▶ **Your instructions**
Revise the part of the Sandringham walk text that opens with the words containing "A little further" and closes with "under close surveillance.": write it out again, putting "Ministry" wherever "Department" stands.

▶ **Document segment**
- - - - - - -

I took a train to the bayside suburb of Sandringham to walk by the sea. From the station it’s a short walk, past ‘The Sandy’ hotel, to the low sandstone cliffs that run along the beach. There’s an Art Deco rotunda here, which looks more square than rotund. According to an information board nearby, it was nearly demolished in the 1980s, but the mayor decreed that the rotunda was to Sandringham as the Eiffel Tower was to Paris, and so it was allowed to stay.
I start walking south but it’s difficult to get any kind of flow going. I’m drawn to the beach, but the sand is too soft, broken up by numerous other footprints, and it feels like hard going. And so I switch indecisively between the beach and the sandy paths that wind through low scrub along the clifftops. The paths are indecisive too, meandering in and out of parking areas and viewpoints, emerging onto the concrete cycling path that runs alongside the road, or veering back down to the beach. At one point, the cliff path is fenced off where it has fallen off the edge of an unstable cliff.
A little further on, I learn from a sign erected by the Department of Sustainability and Environment that the sands of Sandringham are migratory, moving southwards in winter and northwards in summer – the opposite direction from the birds. Fortunately the Department has caught onto this errant behaviour and is keeping the shifting sands under close surveillance.
I keep dipping in and out of various trails set up by Bayside Council. There’s an ‘art trail’ with numerous interpretive panels showing landscapes of the area, painted in the late 19th and early 20th century, many of which were influenced by the impressionist Heidelberg school. The art trail compares the paintings with how the landscape is now. It most cases, it has changed significantly.
At a rocky outcrop called Red Bluff (much eroded since it was painted by Arthur Merric-Boyd in 1923), I stop to look at a sculpture which is part of the ‘Indigenous trail’. The sculpture shows a more dramatic landscape alteration, the Yarra River as it was in early Boon Wurrung history, when it flowed through land now covered by the waters of Port Philip Bay, 10,000 years ago.

- - - - - - -

▶ **Raw records**

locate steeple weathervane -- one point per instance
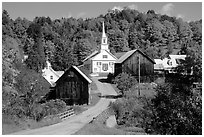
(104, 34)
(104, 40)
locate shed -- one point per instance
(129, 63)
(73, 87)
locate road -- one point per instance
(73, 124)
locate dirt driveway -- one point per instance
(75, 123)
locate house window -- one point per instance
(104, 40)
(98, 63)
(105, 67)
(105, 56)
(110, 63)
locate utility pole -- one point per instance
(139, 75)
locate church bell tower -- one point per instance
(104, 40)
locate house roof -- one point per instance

- - - - - - -

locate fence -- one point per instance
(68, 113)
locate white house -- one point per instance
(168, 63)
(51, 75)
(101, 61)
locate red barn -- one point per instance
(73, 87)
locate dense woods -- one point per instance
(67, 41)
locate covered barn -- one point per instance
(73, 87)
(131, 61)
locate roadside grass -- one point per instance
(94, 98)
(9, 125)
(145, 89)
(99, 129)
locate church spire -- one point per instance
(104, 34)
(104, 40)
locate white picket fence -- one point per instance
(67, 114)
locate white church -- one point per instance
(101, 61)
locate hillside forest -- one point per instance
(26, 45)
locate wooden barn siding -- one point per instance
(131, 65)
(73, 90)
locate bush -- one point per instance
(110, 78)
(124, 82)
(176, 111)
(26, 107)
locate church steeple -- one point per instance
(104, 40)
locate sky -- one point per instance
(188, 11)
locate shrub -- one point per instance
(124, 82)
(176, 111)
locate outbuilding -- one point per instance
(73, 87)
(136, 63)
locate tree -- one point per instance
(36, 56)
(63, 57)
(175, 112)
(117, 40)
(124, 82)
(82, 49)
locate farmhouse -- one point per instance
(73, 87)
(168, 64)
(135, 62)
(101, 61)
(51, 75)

- - - - - - -

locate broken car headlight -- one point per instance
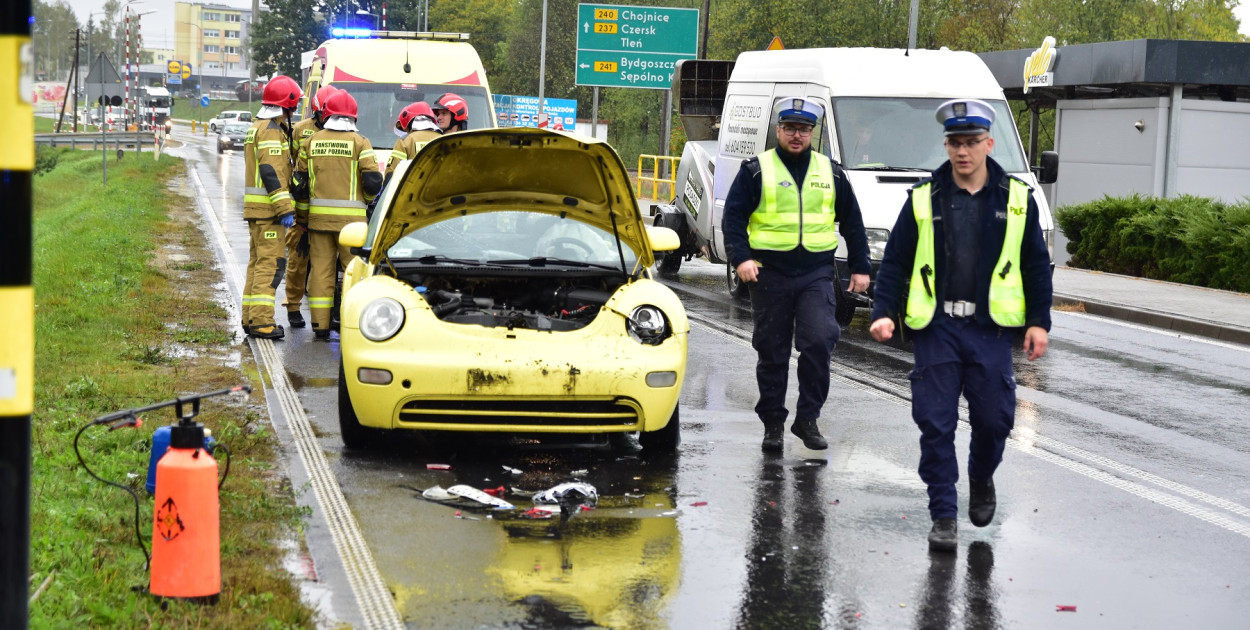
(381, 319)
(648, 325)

- - - - - - -

▶ **Answer**
A little further on, I learn from a sign erected by the Ministry of Sustainability and Environment that the sands of Sandringham are migratory, moving southwards in winter and northwards in summer – the opposite direction from the birds. Fortunately the Ministry has caught onto this errant behaviour and is keeping the shifting sands under close surveillance.